Try it:
Among the entries below, find every line that has "wall" and pull it out.

Records from a data source:
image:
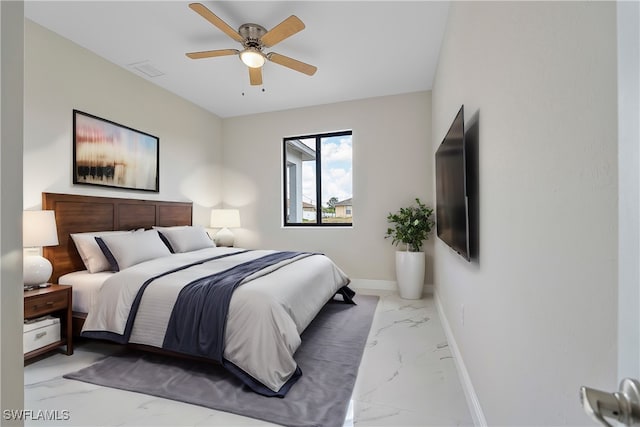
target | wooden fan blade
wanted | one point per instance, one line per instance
(212, 53)
(255, 76)
(211, 17)
(283, 30)
(294, 64)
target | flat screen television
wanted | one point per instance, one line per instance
(452, 204)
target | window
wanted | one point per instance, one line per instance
(318, 180)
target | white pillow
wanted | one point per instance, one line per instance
(186, 239)
(91, 254)
(125, 250)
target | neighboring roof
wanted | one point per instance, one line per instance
(305, 205)
(345, 202)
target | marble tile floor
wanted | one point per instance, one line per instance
(407, 378)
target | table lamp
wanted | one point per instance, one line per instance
(38, 230)
(224, 219)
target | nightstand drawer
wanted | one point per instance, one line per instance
(42, 304)
(39, 334)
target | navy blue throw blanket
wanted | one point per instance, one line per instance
(199, 317)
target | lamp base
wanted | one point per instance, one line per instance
(36, 270)
(224, 237)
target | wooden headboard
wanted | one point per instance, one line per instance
(78, 214)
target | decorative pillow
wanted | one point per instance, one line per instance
(125, 250)
(186, 239)
(91, 254)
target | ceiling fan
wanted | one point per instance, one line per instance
(254, 38)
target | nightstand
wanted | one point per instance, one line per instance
(54, 300)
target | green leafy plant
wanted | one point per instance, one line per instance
(411, 226)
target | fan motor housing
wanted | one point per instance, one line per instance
(252, 33)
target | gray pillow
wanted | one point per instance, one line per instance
(126, 250)
(186, 239)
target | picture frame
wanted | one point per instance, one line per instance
(108, 154)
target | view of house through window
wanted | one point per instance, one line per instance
(318, 179)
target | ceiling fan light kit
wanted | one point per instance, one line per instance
(252, 57)
(254, 38)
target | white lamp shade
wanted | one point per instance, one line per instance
(225, 218)
(39, 229)
(252, 57)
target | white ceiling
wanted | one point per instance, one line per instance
(362, 49)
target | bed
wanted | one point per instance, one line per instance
(174, 291)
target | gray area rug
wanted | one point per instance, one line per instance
(331, 350)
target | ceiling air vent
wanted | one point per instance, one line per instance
(146, 69)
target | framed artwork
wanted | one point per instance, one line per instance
(109, 154)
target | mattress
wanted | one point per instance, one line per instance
(86, 287)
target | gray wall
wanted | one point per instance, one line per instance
(391, 167)
(540, 306)
(11, 117)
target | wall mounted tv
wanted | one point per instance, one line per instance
(452, 202)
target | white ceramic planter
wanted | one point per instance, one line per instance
(410, 268)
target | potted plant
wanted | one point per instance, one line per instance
(411, 227)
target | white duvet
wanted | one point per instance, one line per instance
(267, 313)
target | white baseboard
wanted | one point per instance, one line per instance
(382, 285)
(465, 379)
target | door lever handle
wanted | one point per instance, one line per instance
(622, 406)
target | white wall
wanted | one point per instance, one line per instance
(11, 118)
(540, 305)
(61, 76)
(391, 167)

Output:
target | gray wall
target | wall mounted tv
target | white wall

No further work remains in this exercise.